▸ **Records to use**
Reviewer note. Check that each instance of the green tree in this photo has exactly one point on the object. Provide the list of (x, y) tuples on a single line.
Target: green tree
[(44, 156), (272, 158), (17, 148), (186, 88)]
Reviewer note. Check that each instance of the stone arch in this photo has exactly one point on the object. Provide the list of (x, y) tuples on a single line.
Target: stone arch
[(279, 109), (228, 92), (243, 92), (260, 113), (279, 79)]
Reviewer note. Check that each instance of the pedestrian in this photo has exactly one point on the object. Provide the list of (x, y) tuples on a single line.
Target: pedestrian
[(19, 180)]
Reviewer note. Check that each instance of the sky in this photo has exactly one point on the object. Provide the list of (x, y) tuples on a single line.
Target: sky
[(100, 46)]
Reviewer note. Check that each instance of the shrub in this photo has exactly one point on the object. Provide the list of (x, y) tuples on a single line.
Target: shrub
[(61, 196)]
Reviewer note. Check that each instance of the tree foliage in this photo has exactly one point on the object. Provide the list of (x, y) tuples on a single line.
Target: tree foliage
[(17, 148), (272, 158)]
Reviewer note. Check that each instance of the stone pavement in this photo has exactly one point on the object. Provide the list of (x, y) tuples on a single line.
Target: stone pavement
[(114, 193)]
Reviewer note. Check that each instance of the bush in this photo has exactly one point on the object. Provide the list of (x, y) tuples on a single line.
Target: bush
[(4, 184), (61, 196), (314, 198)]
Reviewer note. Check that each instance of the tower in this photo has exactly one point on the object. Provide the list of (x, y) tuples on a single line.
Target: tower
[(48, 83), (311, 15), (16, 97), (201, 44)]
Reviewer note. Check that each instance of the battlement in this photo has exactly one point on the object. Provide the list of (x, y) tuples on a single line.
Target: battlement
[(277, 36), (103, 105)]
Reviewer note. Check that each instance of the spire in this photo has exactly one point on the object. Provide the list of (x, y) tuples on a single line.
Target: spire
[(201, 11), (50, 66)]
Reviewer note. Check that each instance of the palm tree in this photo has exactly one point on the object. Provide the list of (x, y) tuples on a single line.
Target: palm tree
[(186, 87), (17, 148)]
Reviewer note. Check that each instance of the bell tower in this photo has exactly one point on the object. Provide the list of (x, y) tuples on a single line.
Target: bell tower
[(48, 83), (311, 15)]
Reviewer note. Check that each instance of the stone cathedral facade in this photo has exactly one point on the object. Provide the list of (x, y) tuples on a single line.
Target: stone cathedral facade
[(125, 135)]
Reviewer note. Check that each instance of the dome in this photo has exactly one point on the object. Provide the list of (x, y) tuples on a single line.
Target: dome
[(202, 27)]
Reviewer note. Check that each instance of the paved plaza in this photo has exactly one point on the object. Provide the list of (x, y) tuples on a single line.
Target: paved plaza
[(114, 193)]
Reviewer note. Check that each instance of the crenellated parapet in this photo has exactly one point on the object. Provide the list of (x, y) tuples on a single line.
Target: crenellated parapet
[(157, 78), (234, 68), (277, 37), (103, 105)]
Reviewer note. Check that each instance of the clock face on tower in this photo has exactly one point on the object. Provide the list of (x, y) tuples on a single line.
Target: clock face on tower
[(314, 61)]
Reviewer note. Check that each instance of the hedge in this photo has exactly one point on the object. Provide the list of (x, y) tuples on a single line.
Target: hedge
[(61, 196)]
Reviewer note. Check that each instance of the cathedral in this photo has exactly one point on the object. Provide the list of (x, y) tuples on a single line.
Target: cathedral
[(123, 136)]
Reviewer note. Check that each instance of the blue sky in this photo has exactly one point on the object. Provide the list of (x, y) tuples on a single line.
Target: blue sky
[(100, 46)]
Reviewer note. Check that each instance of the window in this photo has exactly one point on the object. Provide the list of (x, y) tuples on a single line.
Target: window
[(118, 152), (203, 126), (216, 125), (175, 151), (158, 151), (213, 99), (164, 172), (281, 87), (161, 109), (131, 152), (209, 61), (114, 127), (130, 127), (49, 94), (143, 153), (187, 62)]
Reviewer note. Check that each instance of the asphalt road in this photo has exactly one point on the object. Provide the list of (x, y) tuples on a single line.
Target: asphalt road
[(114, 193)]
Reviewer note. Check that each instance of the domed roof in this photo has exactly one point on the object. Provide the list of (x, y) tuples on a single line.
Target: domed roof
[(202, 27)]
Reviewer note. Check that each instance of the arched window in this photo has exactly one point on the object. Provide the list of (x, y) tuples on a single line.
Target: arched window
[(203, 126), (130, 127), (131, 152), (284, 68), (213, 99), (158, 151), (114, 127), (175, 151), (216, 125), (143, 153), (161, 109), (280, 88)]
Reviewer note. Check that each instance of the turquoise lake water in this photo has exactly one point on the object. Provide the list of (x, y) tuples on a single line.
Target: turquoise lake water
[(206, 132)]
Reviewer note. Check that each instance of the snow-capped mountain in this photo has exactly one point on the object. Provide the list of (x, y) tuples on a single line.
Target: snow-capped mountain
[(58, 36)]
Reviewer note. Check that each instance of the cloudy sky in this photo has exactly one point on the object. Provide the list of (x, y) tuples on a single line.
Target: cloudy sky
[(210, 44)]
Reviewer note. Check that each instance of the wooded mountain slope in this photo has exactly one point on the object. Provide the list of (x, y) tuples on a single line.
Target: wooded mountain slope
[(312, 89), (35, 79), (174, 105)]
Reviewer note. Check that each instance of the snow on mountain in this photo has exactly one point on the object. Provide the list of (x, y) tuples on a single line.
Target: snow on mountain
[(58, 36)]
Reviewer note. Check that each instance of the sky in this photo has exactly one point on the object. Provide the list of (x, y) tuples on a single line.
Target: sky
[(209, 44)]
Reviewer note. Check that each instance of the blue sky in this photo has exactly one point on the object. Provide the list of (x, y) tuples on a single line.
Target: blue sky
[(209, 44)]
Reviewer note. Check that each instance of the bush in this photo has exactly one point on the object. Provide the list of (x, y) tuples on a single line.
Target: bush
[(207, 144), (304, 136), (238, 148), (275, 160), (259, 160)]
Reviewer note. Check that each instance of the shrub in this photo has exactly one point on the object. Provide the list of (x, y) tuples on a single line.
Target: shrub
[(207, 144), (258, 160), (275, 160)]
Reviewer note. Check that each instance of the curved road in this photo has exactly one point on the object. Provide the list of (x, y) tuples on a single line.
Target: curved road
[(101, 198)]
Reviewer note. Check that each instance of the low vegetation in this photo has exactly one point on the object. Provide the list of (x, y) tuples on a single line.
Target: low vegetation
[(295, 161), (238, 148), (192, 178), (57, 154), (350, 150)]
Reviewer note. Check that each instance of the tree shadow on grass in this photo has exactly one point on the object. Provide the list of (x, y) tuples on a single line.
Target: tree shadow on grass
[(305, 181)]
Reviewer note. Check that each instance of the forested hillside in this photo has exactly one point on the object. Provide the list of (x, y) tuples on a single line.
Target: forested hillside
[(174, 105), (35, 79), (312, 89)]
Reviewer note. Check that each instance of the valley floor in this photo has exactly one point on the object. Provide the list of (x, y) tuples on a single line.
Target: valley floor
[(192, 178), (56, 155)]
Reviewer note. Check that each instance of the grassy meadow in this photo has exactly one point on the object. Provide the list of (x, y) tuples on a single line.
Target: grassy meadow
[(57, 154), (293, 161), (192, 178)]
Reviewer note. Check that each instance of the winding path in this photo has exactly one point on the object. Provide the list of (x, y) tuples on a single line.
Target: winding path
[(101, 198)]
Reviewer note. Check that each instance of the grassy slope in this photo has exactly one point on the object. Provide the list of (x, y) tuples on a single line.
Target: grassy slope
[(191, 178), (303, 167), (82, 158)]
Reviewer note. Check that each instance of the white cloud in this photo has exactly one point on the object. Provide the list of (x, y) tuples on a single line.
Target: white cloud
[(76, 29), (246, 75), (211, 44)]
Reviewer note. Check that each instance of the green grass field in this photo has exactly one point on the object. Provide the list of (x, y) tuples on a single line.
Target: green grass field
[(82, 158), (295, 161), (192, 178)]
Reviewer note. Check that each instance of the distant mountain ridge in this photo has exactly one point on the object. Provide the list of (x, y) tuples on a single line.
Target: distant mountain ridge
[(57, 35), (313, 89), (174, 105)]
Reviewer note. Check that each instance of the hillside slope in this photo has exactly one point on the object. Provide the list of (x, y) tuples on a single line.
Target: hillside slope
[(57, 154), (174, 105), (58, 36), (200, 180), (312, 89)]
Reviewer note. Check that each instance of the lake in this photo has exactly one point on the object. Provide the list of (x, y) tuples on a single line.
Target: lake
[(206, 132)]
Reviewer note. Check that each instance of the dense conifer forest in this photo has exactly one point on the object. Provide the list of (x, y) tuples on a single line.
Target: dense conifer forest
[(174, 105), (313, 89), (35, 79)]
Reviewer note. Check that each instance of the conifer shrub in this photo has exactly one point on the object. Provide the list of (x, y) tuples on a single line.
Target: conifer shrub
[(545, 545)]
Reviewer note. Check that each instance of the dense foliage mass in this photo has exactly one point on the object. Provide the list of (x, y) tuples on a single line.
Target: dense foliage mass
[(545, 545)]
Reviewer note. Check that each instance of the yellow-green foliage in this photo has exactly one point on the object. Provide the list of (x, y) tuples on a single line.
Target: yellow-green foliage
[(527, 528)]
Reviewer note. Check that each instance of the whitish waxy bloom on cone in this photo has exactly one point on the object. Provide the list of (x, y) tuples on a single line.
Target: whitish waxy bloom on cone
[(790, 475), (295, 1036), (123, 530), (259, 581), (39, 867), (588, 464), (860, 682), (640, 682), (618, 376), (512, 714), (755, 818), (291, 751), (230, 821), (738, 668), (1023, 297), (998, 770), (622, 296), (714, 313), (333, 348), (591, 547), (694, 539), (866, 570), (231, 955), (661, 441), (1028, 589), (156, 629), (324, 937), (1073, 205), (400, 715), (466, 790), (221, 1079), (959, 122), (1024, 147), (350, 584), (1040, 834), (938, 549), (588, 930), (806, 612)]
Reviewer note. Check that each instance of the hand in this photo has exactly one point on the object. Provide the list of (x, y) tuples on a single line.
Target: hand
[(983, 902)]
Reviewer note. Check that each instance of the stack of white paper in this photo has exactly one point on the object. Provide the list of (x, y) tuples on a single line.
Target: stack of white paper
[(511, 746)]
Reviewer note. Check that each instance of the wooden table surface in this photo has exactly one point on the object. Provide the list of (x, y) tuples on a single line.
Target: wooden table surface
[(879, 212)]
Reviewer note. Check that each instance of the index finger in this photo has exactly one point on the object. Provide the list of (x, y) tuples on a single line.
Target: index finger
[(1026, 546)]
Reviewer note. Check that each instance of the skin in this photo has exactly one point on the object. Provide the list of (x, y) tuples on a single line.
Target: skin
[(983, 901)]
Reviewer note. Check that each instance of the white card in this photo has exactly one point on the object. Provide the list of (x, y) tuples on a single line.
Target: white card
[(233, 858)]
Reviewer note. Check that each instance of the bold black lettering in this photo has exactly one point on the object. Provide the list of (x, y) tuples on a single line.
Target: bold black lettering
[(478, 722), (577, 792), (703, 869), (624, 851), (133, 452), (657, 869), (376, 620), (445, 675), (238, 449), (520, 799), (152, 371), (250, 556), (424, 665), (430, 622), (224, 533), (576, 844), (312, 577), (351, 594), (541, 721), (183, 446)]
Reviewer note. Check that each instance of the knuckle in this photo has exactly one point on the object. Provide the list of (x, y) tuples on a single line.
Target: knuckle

▸ **What you are asked to do**
Present the records from the line with "Reviewer note. Check that each instance of the winding" up to and including the line with "[(191, 178), (303, 167), (82, 158)]" as a Markdown table with the columns Row and Line, numbering each line and leaving out blank lines.

▸ **Answer to the exercise**
| Row | Line |
|---|---|
| 1 | Reviewer note. Check that each instance of the winding path in this photo has exactly one point on the object. Provide the list of (x, y) tuples on a single line. |
| 2 | Target: winding path |
| 3 | [(101, 198)] |
| 4 | Reviewer note. Check that each instance of the grassy slope in this photo has exactly one point on the object. Provide the list of (x, y) tuples on a single line. |
| 5 | Target: grassy slope |
| 6 | [(191, 178), (303, 167), (82, 158)] |